### Dataset records

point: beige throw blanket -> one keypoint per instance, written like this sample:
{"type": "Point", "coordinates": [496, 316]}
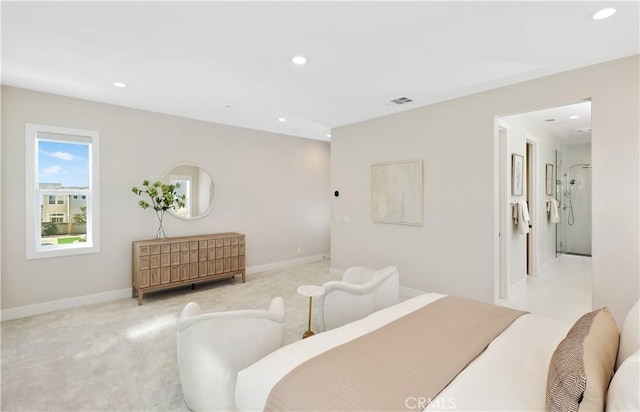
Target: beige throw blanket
{"type": "Point", "coordinates": [400, 366]}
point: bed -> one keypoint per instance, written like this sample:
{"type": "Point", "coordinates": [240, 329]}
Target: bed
{"type": "Point", "coordinates": [512, 373]}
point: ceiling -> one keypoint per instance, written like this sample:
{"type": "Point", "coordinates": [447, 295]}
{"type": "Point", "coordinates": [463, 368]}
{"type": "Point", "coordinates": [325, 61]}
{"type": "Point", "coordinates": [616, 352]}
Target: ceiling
{"type": "Point", "coordinates": [557, 122]}
{"type": "Point", "coordinates": [230, 62]}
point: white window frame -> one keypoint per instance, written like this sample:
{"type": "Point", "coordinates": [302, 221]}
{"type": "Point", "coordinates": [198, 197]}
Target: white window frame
{"type": "Point", "coordinates": [33, 234]}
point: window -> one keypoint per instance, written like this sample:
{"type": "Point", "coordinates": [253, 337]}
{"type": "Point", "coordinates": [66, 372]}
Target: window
{"type": "Point", "coordinates": [62, 191]}
{"type": "Point", "coordinates": [56, 217]}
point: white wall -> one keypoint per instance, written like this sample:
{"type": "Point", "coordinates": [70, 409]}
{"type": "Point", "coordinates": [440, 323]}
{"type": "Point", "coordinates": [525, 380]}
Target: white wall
{"type": "Point", "coordinates": [518, 131]}
{"type": "Point", "coordinates": [273, 188]}
{"type": "Point", "coordinates": [456, 250]}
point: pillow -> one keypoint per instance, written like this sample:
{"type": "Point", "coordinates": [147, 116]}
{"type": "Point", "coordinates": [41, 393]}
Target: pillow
{"type": "Point", "coordinates": [582, 364]}
{"type": "Point", "coordinates": [624, 391]}
{"type": "Point", "coordinates": [629, 335]}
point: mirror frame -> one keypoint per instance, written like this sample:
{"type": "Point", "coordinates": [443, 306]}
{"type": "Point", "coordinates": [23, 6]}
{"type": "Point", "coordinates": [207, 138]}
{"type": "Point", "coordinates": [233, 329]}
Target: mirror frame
{"type": "Point", "coordinates": [183, 163]}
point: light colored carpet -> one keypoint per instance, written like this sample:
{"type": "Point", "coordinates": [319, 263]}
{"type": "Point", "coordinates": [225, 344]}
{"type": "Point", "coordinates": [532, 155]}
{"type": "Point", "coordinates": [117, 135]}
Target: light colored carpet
{"type": "Point", "coordinates": [118, 356]}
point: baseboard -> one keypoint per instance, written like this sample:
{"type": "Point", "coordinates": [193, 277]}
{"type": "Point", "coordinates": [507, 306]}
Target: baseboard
{"type": "Point", "coordinates": [518, 287]}
{"type": "Point", "coordinates": [46, 307]}
{"type": "Point", "coordinates": [286, 263]}
{"type": "Point", "coordinates": [408, 293]}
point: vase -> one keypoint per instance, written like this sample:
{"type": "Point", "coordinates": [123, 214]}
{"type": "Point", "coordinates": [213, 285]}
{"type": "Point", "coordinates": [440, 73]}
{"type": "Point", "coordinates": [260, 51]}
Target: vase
{"type": "Point", "coordinates": [160, 233]}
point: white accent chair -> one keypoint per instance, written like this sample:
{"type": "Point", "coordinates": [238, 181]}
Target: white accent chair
{"type": "Point", "coordinates": [361, 292]}
{"type": "Point", "coordinates": [214, 347]}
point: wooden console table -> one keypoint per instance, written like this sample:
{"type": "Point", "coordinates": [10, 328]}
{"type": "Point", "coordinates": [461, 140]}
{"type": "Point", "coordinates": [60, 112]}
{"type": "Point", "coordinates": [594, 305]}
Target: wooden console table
{"type": "Point", "coordinates": [175, 262]}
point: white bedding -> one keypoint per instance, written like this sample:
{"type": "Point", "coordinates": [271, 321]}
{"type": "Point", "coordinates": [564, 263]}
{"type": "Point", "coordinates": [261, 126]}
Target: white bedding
{"type": "Point", "coordinates": [510, 375]}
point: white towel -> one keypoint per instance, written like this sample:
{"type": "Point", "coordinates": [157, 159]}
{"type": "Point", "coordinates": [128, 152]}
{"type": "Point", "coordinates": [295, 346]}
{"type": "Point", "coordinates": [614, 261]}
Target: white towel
{"type": "Point", "coordinates": [554, 217]}
{"type": "Point", "coordinates": [523, 217]}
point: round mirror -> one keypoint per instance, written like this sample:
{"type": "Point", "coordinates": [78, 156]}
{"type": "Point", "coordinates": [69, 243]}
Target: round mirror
{"type": "Point", "coordinates": [196, 185]}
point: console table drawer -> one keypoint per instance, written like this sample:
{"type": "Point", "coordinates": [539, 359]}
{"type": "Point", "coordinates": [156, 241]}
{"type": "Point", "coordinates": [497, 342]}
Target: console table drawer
{"type": "Point", "coordinates": [176, 262]}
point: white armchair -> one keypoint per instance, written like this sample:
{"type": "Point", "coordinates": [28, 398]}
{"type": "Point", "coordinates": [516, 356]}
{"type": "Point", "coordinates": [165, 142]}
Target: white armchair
{"type": "Point", "coordinates": [361, 292]}
{"type": "Point", "coordinates": [213, 347]}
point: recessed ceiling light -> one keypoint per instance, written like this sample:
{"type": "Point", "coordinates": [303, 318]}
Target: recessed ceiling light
{"type": "Point", "coordinates": [299, 60]}
{"type": "Point", "coordinates": [604, 13]}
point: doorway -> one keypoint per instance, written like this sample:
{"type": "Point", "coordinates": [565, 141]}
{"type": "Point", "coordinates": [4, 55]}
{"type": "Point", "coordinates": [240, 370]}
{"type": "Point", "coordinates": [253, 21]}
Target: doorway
{"type": "Point", "coordinates": [554, 142]}
{"type": "Point", "coordinates": [530, 200]}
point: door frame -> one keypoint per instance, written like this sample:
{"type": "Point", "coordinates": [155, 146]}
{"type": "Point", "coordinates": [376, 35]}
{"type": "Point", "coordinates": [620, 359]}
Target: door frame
{"type": "Point", "coordinates": [504, 213]}
{"type": "Point", "coordinates": [532, 203]}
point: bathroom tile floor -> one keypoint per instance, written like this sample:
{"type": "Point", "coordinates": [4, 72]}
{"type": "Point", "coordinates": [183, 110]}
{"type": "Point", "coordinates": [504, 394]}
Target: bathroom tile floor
{"type": "Point", "coordinates": [563, 291]}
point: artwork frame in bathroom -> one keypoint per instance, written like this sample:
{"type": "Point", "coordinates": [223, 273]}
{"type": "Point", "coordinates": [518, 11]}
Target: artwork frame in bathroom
{"type": "Point", "coordinates": [517, 174]}
{"type": "Point", "coordinates": [549, 180]}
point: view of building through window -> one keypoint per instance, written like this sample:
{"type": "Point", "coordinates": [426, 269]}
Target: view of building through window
{"type": "Point", "coordinates": [63, 182]}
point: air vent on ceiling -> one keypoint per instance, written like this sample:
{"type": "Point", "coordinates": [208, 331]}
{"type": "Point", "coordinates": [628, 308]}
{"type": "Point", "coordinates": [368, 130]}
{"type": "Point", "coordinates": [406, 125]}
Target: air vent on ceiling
{"type": "Point", "coordinates": [401, 100]}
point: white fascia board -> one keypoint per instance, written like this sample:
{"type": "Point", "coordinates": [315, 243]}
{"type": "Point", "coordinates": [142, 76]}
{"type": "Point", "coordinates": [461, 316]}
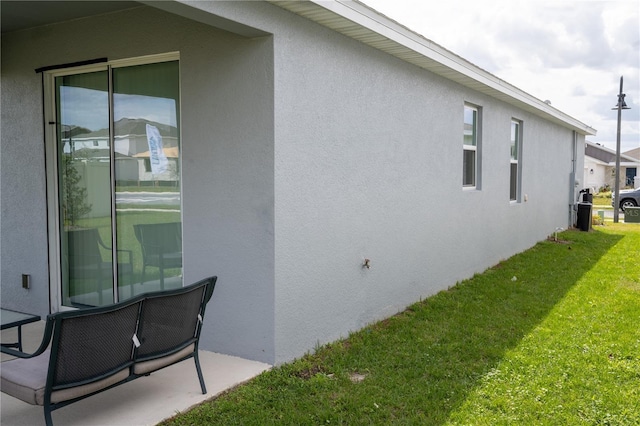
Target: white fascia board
{"type": "Point", "coordinates": [431, 56]}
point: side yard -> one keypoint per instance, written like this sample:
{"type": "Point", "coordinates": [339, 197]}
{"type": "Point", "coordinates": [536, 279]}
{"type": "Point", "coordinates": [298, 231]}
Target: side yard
{"type": "Point", "coordinates": [547, 337]}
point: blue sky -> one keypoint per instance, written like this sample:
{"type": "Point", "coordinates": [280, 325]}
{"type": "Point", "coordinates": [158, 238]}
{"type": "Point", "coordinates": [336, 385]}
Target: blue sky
{"type": "Point", "coordinates": [570, 52]}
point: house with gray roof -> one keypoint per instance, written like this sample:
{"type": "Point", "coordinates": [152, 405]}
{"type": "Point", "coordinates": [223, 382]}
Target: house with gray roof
{"type": "Point", "coordinates": [600, 167]}
{"type": "Point", "coordinates": [331, 166]}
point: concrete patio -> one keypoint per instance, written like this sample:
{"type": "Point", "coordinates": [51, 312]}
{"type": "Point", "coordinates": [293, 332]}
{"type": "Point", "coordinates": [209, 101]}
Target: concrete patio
{"type": "Point", "coordinates": [146, 401]}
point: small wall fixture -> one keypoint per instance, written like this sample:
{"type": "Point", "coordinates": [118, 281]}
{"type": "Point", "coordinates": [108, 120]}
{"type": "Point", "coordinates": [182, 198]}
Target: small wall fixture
{"type": "Point", "coordinates": [26, 281]}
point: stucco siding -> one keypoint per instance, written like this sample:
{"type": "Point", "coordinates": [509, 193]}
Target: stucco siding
{"type": "Point", "coordinates": [369, 165]}
{"type": "Point", "coordinates": [303, 153]}
{"type": "Point", "coordinates": [227, 162]}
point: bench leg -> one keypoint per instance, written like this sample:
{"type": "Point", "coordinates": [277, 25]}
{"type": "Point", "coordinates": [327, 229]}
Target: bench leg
{"type": "Point", "coordinates": [199, 370]}
{"type": "Point", "coordinates": [47, 416]}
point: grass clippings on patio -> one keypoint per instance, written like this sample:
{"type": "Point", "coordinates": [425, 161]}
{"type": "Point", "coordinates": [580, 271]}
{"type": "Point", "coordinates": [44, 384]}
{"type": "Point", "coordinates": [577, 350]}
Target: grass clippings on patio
{"type": "Point", "coordinates": [557, 345]}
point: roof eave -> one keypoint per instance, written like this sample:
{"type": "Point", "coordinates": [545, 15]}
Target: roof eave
{"type": "Point", "coordinates": [360, 22]}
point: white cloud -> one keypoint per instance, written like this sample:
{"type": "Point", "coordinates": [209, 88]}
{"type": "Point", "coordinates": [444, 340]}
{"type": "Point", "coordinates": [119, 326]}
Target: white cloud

### What the task requires
Across the records above, how many lines contain the word "cloud"? Give the number by itself.

### Written response
2